→ ACTIVITY LIST
1. For the text on Brazilian football business below, decide whether each statement agrees with it. Answer yes or no for each, and quote the deciding words from the text.
(a) The Federal Government created the Estatuto do Torcedor in 2003.
(b) SC Corinthians earned €113.3 million in 2013.
(c) The new TV broadcast agreement was put in place in 2013.
2. According to the text on Brazilian football business below, how many new fans did Ambev help bring to club membership schemes after one year?
3. Translate this sentence from the text on Brazilian football business below into Spanish: "Professionalism has arrived in the Brazilian football industry."

→ PAGE EXTRACT

⟨

Grêmio Arena’s opening also marked the debut of a brand new set of commercial properties. Brazilian sponsors started to deal with naming rights, sector rights, pouring rights and other kinds of new proposals. Game experience also changed not only for the spectators and fans, but also for the stadium operator. An improved product was being served to the market. A different demand emerged from the fanbase and the sponsors.

Another huge transformation was running at the same time in the Brazilian football industry. Actually, it started in 2003 when the Federal Government created the Estatuto do Torcedor (‘Supporter’s Statute’, in a free translation). This piece of law settled, apart from many other improvements, the responsibilities of presidents and club directors. Hence, clubs started to hire reputed professionals. Their position from now onwards was as a chairman or another important seat at the board. This phenomenon witnessed a shift from amateur boards to professional executives, with executives even from other industries than football coming in to drive the clubs. Professionalism has arrived in the Brazilian football industry.

Ten years after the statute’s creation, the 100 biggest Brazilian clubs had enhanced their revenues by 335 per cent. In the last five years, they doubled turnover. The new TV broadcast agreement put in place in 2012 earned the clubs an overall income of R$3.5 billion (US$1.48 billion). Modern arenas and refurbished stadiums explain an enhancement on ticketing revenue in 2013. This category of income added another R$475 million (US$200 million) to Brazilian clubs’ vaults in the last season.

Figures are still increasing over and over in the industry. Differently from mature markets, such as the American pro leagues and the European football clubs, our industry has faced its great development in the last decade. Moving from an obsolete management system to an increasingly professional model even led Brazilian clubs to appear in the Deloitte Football Money League report, the ranking which stipulates the richest clubs in the world, for the first time. According to this study, SC Corinthians are the 24th richest club on the planet, earning €113.3 million in 2013.

This combination of a growing professionalism amongst football clubs and the emergence of new commercial opportunities, brought largely by the new arenas, has aroused great interest from Brazilian blue chips. Ambev, the biggest Brazilian brewery and part of ABInBev, saw in football a platform to enhance sales and improve the relationship with consumers. In early 2013, the company created a discount programme called Movimento por um Futebol Melhor. This initiative intended to benefit clubs’ members, giving discounts on a great range of products sold in national grocery store chains, which were other partners of the project. Thus, members could pay back their club in monthly payments with these discounts obtained in the checkout bills. After one year, Ambev helped clubs leveraging more than R$100 million (US$42.1 million), bringing circa 600,000 new fans to their membership schemes. More than R$25 million (US$10.5 million) in discounts were given to members of the programme in one year.

⟩

Stored records
⟨

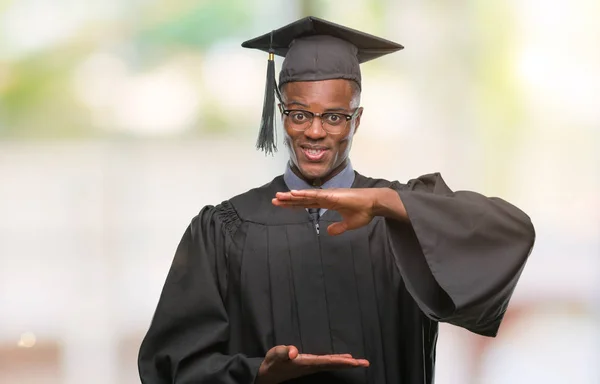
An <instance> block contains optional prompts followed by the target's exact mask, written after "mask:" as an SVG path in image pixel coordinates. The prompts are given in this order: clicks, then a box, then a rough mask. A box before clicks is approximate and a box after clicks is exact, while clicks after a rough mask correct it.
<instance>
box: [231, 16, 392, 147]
mask: <svg viewBox="0 0 600 384" xmlns="http://www.w3.org/2000/svg"><path fill="white" fill-rule="evenodd" d="M242 47H244V48H254V49H259V50H261V51H265V52H267V53H269V61H268V65H267V82H266V86H265V99H264V105H263V113H262V120H261V128H260V133H259V136H258V141H257V144H256V146H257V148H258V149H261V150H263V151H265V153H273V151H277V147H276V145H275V138H274V135H275V132H274V116H275V96H276V95H277V97H278V99H279V101H280V102H281V94H280V93H279V87H281V86H283V85H284V84H286V83H289V82H293V81H318V80H330V79H347V80H353V81H355V82H356V83H357V84H358V86H359V87H360V86H361V74H360V64H362V63H364V62H367V61H369V60H373V59H376V58H378V57H380V56H383V55H386V54H388V53H392V52H396V51H398V50H400V49H402V48H404V47H403V46H402V45H400V44H397V43H394V42H391V41H389V40H385V39H382V38H380V37H376V36H373V35H369V34H367V33H364V32H360V31H357V30H354V29H351V28H348V27H344V26H342V25H339V24H334V23H332V22H329V21H326V20H323V19H319V18H317V17H314V16H309V17H305V18H303V19H300V20H298V21H295V22H293V23H291V24H288V25H286V26H284V27H282V28H279V29H276V30H273V31H271V32H270V33H266V34H264V35H262V36H259V37H256V38H254V39H251V40H248V41H246V42H244V43H242ZM275 55H278V56H282V57H284V58H285V59H284V61H283V64H282V68H281V72H280V73H279V87H278V86H277V83H276V81H275V61H274V60H275Z"/></svg>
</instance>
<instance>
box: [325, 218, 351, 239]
mask: <svg viewBox="0 0 600 384" xmlns="http://www.w3.org/2000/svg"><path fill="white" fill-rule="evenodd" d="M347 230H348V224H347V223H346V222H345V221H340V222H337V223H333V224H331V225H330V226H328V227H327V233H329V234H330V235H331V236H336V235H341V234H342V233H344V232H346V231H347Z"/></svg>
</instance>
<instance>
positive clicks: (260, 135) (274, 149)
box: [256, 53, 277, 154]
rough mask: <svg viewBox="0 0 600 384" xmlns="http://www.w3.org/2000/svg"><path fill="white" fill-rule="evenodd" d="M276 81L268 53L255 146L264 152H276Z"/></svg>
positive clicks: (271, 57)
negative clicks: (264, 83)
mask: <svg viewBox="0 0 600 384" xmlns="http://www.w3.org/2000/svg"><path fill="white" fill-rule="evenodd" d="M276 88H277V83H276V81H275V57H274V54H273V53H269V62H268V64H267V82H266V84H265V100H264V104H263V114H262V118H261V122H260V132H259V134H258V141H257V142H256V148H257V149H260V150H261V151H264V152H265V154H273V153H274V152H277V143H276V134H275V91H276Z"/></svg>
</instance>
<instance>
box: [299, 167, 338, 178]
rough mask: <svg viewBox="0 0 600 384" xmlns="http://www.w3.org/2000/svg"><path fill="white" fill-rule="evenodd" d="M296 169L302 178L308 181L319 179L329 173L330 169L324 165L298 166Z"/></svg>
mask: <svg viewBox="0 0 600 384" xmlns="http://www.w3.org/2000/svg"><path fill="white" fill-rule="evenodd" d="M298 168H299V169H300V173H302V176H304V177H305V178H307V179H309V180H312V179H321V178H323V177H325V176H327V175H328V174H329V173H330V172H331V168H330V167H329V166H327V165H324V164H300V166H299V167H298Z"/></svg>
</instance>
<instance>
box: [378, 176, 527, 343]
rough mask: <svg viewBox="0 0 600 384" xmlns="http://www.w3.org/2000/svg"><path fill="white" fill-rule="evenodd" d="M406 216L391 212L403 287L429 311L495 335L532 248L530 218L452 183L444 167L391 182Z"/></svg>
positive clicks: (396, 258)
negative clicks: (406, 180) (517, 281)
mask: <svg viewBox="0 0 600 384" xmlns="http://www.w3.org/2000/svg"><path fill="white" fill-rule="evenodd" d="M391 187H392V188H393V189H395V190H396V191H397V192H398V193H399V195H400V199H401V200H402V202H403V204H404V207H405V209H406V211H407V214H408V217H409V222H400V221H396V220H393V219H386V223H387V228H388V236H389V242H390V246H391V250H392V253H393V255H394V258H395V260H396V263H397V266H398V268H399V270H400V273H401V275H402V277H403V280H404V282H405V285H406V288H407V290H408V291H409V293H410V294H411V296H412V297H413V298H414V300H415V301H416V303H417V305H418V306H419V307H420V309H421V310H422V311H423V312H424V314H425V315H426V316H427V317H429V318H430V319H432V320H435V321H439V322H447V323H451V324H454V325H457V326H460V327H462V328H465V329H467V330H469V331H472V332H474V333H477V334H480V335H484V336H491V337H493V336H496V334H497V332H498V328H499V326H500V323H501V321H502V318H503V316H504V313H505V311H506V309H507V306H508V303H509V300H510V297H511V295H512V293H513V291H514V289H515V286H516V284H517V281H518V279H519V277H520V275H521V272H522V270H523V268H524V266H525V262H526V260H527V258H528V257H529V254H530V252H531V250H532V248H533V244H534V240H535V231H534V227H533V225H532V223H531V220H530V218H529V217H528V216H527V215H526V214H525V213H524V212H522V211H521V210H520V209H518V208H516V207H515V206H513V205H511V204H509V203H507V202H506V201H504V200H502V199H499V198H488V197H485V196H483V195H480V194H478V193H475V192H468V191H457V192H453V191H452V190H450V188H448V186H447V185H446V183H445V182H444V180H443V179H442V177H441V175H440V174H439V173H436V174H431V175H425V176H422V177H420V178H418V179H415V180H411V181H410V182H409V183H408V184H407V185H400V184H398V183H394V184H392V186H391Z"/></svg>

⟩

→ SOLVED PROBLEMS
1.
(a) Yes: "it started in 2003 when the Federal Government created the Estatuto do Torcedor"
(b) Yes: "SC Corinthians are the 24th richest club on the planet, earning €113.3 million in 2013"
(c) No: "The new TV broadcast agreement put in place in 2012"

2. Circa 600,000 new fans.

3. El profesionalismo ha llegado a la industria del fútbol brasileño.